* **DATA FOR THIS EXERCISE**
-=-=-=-=-

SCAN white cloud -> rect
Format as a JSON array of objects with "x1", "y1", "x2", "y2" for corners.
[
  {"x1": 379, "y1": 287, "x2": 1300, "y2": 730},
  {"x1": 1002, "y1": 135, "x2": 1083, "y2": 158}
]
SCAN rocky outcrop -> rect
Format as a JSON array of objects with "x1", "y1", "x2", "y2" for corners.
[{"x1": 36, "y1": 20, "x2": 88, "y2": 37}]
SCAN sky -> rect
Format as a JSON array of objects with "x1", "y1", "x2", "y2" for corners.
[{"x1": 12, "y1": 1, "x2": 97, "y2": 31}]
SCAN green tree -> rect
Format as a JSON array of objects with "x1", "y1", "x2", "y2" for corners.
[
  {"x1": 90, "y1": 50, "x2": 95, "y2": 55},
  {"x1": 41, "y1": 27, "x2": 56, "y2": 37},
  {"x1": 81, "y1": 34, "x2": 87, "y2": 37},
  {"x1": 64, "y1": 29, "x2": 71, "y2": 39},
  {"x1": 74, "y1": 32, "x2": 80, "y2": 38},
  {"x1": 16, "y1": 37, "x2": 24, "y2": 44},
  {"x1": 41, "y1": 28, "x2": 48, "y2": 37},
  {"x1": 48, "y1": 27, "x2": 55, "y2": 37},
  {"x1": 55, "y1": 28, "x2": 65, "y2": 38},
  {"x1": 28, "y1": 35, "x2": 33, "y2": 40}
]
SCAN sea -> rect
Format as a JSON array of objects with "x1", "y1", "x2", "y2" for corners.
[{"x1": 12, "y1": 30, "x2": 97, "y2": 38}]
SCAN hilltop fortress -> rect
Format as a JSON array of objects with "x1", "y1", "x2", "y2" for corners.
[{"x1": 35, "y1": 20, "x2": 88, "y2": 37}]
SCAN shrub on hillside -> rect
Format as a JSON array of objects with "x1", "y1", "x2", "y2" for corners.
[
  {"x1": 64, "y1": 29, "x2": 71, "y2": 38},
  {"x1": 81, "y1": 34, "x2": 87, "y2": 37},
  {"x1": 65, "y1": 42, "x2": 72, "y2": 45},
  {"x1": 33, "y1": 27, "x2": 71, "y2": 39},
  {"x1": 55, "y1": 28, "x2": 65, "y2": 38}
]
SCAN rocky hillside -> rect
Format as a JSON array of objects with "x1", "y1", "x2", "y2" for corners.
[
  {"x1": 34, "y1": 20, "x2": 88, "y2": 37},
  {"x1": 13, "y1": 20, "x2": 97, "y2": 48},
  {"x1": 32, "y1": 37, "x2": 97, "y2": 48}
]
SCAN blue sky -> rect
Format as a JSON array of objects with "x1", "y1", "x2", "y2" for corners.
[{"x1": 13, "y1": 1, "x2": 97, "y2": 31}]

-=-=-=-=-

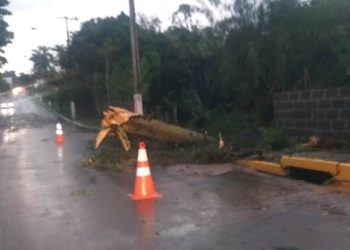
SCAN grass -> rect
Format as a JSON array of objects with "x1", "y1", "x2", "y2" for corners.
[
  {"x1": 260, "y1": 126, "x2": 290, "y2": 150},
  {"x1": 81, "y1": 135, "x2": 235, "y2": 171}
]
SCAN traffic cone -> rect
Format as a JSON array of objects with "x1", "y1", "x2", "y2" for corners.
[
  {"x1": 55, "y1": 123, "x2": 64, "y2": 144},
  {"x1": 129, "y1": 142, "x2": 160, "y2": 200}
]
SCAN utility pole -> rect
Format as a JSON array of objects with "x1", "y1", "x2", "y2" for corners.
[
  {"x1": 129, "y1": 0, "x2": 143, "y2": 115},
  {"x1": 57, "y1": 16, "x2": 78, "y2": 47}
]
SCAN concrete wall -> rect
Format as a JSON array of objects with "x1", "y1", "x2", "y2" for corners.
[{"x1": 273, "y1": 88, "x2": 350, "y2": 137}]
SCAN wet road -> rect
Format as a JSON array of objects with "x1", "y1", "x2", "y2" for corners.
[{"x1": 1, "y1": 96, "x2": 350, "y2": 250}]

-=-=-=-=-

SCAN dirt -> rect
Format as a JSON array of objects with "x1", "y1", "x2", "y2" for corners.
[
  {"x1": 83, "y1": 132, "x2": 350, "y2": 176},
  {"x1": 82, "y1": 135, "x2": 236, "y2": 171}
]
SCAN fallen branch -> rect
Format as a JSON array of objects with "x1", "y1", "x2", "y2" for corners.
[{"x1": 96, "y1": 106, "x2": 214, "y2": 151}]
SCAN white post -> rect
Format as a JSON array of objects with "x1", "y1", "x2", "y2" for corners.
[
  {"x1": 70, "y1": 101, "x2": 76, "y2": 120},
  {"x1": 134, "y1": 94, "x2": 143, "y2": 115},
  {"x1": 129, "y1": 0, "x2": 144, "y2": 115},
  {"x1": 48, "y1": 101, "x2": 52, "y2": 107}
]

-=-=-=-=-

* **YOUR INSTRUCTIONS**
There is a run of lines above from the one with "SCAN white cloud -> rect" to the one with "SCAN rocky outcrop -> rect"; print exactly that run, both ends included, and nothing else.

* **EXERCISE OUTPUT**
SCAN white cloud -> rect
Format as a JSON array of objects with "x1", "y1", "x2", "y2" for corners.
[
  {"x1": 379, "y1": 287, "x2": 1300, "y2": 730},
  {"x1": 1002, "y1": 135, "x2": 1083, "y2": 158}
]
SCAN rocky outcrop -> rect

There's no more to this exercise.